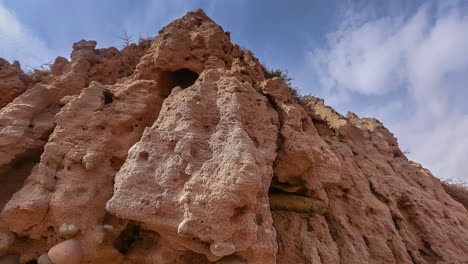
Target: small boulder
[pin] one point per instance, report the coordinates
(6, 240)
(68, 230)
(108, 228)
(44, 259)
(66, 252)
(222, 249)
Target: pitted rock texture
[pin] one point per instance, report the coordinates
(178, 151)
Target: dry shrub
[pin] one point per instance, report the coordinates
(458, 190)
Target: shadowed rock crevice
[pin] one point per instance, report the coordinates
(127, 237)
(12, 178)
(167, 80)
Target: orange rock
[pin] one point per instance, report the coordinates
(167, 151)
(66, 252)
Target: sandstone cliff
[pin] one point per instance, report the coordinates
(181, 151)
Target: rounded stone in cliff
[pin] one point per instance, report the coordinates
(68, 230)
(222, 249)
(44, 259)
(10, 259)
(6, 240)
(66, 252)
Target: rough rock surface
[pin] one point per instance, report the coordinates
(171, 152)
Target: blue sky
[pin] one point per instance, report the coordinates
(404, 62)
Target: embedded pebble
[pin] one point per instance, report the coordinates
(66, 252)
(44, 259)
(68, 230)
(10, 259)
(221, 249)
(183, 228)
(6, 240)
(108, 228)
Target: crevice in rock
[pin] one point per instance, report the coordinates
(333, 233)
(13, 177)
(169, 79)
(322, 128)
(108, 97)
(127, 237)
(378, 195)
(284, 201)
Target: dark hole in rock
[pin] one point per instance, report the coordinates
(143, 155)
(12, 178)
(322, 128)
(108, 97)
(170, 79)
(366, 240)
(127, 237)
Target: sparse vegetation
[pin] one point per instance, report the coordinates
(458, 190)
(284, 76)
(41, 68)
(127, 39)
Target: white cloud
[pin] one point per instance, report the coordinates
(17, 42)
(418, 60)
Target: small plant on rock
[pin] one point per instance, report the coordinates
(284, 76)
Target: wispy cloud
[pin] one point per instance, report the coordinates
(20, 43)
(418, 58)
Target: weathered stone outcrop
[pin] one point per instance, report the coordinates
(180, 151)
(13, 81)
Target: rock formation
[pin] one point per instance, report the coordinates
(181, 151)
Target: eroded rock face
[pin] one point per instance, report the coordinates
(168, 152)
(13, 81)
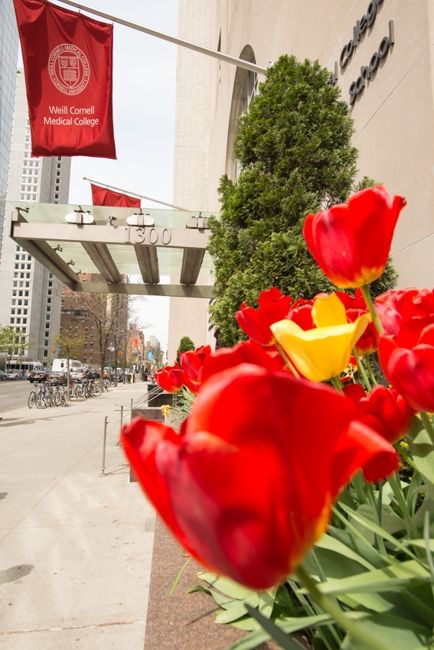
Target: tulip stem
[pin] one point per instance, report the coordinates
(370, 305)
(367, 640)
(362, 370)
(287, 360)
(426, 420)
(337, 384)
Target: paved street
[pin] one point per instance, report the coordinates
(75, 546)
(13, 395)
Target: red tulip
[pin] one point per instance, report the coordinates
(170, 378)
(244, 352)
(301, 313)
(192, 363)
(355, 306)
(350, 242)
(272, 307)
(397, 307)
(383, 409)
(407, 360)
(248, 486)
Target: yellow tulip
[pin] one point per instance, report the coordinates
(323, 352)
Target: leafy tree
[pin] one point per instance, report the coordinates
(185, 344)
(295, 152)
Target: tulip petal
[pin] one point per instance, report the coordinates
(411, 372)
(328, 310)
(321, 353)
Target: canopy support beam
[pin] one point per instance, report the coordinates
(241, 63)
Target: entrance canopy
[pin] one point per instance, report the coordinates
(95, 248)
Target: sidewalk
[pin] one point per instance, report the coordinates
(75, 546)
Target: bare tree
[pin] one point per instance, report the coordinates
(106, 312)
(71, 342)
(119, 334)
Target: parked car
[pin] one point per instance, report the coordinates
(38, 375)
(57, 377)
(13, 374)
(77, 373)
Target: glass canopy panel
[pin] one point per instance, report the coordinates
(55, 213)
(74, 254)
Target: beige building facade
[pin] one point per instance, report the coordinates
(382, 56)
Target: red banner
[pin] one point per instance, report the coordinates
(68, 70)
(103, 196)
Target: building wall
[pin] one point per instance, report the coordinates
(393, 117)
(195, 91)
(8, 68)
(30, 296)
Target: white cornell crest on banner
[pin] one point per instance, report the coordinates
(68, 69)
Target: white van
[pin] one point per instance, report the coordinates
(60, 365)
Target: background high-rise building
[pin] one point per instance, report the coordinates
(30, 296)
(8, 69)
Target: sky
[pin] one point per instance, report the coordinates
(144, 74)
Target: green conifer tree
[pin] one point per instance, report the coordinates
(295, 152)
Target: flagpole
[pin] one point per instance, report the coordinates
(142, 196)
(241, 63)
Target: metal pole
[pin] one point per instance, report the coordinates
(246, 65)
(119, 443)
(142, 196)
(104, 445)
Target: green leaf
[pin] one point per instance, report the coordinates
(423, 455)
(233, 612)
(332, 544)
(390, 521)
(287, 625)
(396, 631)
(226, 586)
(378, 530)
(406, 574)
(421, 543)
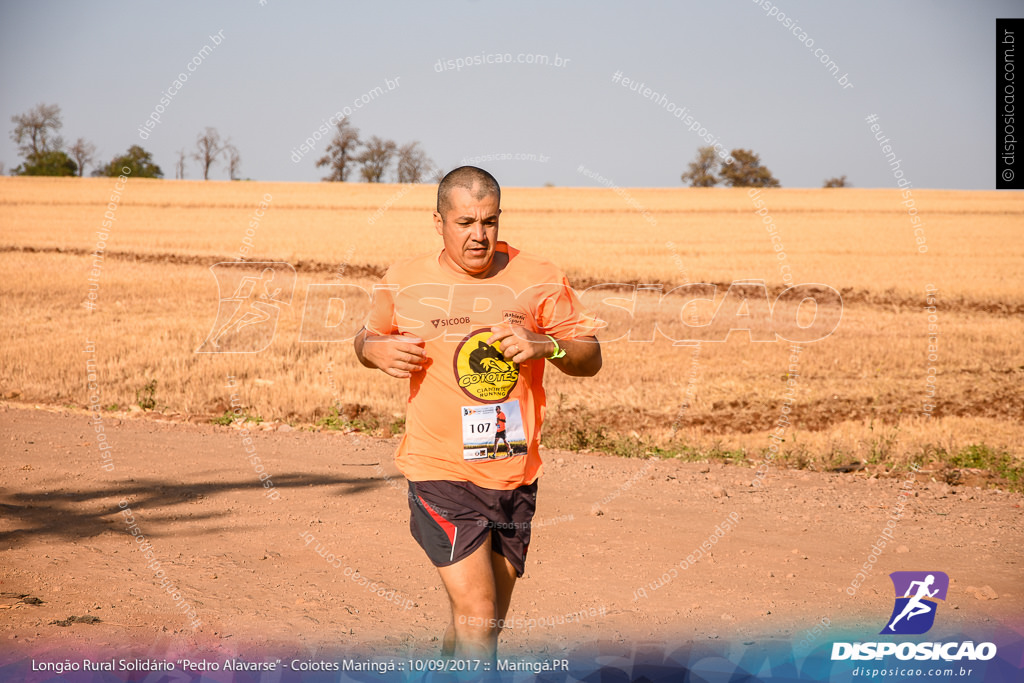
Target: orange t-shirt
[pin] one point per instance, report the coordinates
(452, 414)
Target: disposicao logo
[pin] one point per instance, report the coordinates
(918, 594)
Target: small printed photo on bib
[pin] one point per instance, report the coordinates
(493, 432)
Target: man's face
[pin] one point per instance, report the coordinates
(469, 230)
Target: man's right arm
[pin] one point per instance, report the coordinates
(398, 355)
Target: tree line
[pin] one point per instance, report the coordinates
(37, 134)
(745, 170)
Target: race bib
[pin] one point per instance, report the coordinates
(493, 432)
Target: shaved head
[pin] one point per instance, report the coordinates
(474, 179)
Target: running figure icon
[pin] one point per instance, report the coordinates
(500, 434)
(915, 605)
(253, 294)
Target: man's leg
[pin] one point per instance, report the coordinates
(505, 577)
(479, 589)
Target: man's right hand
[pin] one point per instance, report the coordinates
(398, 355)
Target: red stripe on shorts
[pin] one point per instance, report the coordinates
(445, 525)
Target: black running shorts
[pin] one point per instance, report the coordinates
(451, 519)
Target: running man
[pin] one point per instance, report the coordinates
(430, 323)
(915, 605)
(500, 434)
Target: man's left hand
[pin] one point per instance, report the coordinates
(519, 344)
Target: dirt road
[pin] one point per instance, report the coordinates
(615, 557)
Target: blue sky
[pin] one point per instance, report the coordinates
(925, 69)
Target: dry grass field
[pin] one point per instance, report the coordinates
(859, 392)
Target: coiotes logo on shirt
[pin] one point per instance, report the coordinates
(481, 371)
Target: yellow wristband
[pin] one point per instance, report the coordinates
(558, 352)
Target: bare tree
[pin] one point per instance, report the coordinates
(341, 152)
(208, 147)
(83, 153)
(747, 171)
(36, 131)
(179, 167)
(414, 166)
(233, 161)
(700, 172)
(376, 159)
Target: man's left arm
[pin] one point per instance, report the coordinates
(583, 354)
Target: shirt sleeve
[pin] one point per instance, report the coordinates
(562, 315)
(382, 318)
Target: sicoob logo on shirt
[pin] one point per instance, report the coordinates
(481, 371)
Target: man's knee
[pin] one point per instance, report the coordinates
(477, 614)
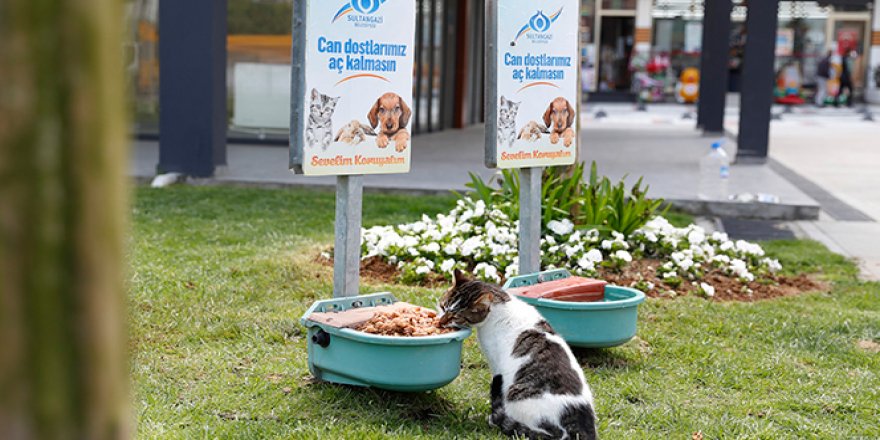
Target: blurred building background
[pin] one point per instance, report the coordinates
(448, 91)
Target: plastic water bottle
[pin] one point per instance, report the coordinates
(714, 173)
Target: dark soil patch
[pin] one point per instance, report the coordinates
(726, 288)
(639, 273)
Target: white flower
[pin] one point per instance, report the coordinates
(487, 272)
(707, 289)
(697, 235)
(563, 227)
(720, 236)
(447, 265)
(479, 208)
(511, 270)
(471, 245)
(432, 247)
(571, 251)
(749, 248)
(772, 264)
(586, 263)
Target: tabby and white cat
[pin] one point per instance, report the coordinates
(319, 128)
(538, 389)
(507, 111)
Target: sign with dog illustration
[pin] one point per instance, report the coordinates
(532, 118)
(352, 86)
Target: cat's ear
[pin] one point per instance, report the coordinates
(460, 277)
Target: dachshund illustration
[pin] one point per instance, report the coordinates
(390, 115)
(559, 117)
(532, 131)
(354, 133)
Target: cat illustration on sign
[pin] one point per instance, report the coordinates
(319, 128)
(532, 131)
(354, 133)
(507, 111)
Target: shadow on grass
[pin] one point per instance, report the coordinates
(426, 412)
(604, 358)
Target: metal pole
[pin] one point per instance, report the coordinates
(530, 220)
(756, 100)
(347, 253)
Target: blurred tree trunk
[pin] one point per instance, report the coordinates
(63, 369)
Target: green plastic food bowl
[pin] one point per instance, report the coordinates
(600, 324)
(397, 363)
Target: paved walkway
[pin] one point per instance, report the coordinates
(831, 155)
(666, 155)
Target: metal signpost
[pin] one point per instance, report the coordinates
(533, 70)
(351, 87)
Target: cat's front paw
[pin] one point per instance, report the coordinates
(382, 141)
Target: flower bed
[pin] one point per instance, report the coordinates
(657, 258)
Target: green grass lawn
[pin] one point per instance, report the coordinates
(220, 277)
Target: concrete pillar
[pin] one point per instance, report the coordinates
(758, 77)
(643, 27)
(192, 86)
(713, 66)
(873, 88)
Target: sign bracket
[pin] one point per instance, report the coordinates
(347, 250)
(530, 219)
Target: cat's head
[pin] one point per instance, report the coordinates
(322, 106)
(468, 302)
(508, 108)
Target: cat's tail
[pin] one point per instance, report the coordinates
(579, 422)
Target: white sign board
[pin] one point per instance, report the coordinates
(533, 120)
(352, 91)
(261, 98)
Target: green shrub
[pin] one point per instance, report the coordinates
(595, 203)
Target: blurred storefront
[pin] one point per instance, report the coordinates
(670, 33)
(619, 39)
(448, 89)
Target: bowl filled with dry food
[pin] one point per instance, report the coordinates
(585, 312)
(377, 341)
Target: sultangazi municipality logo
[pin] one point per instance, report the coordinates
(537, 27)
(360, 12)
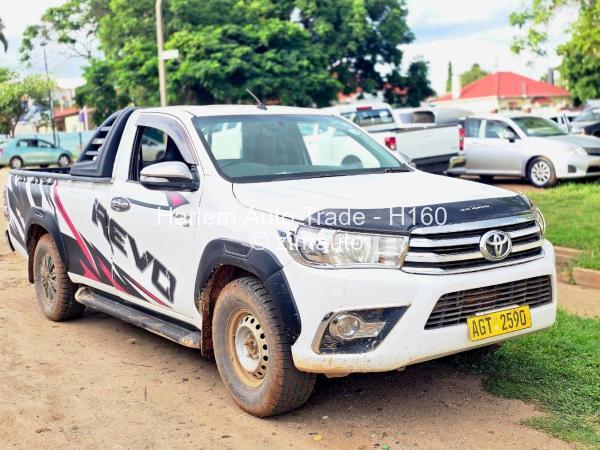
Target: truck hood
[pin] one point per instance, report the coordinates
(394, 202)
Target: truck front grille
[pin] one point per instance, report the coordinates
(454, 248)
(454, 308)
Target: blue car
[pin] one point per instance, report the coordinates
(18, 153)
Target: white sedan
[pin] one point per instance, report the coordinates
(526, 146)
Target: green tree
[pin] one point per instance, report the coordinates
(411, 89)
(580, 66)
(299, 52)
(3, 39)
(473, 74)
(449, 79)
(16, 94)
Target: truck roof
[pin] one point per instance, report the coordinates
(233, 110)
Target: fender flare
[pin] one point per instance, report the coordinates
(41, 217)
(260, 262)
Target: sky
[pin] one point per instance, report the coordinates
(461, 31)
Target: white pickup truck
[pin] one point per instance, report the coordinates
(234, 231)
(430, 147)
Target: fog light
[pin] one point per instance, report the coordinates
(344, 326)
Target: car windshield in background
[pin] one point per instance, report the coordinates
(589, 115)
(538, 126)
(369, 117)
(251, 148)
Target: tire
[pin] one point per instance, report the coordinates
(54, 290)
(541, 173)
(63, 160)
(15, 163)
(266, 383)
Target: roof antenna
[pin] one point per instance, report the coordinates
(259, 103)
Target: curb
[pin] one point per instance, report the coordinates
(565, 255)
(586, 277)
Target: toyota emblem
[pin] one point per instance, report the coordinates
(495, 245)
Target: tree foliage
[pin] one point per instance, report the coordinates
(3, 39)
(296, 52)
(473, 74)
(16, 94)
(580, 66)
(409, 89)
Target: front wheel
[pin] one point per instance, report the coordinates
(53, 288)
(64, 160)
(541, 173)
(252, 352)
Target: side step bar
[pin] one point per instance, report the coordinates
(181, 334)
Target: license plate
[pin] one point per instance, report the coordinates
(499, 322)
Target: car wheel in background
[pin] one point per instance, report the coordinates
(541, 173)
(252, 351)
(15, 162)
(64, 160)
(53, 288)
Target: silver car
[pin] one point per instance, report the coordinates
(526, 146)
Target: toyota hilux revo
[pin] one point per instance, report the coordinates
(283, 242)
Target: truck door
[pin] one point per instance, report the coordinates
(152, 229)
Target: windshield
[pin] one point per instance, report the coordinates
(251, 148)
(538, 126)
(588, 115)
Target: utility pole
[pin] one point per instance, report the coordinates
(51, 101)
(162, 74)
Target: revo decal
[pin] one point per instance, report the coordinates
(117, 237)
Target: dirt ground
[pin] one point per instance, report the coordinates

################

Problem requirements:
Could you write out, word for word, the rows from the line containing "Target: truck door" through the end of the rows, including both of those lines?

Solution:
Target: truck door
[pin] one point per instance, report the coordinates
(152, 229)
Target: windshield
[pin] one point per instance, report the coordinates
(251, 148)
(538, 126)
(588, 115)
Target: utility pole
[pin] one point per instance, report the coordinates
(51, 101)
(162, 74)
Target: revo decal
[pin] one point per instance, report the coordinates
(117, 237)
Target: dirt ground
[pin] one point per instance, report the coordinates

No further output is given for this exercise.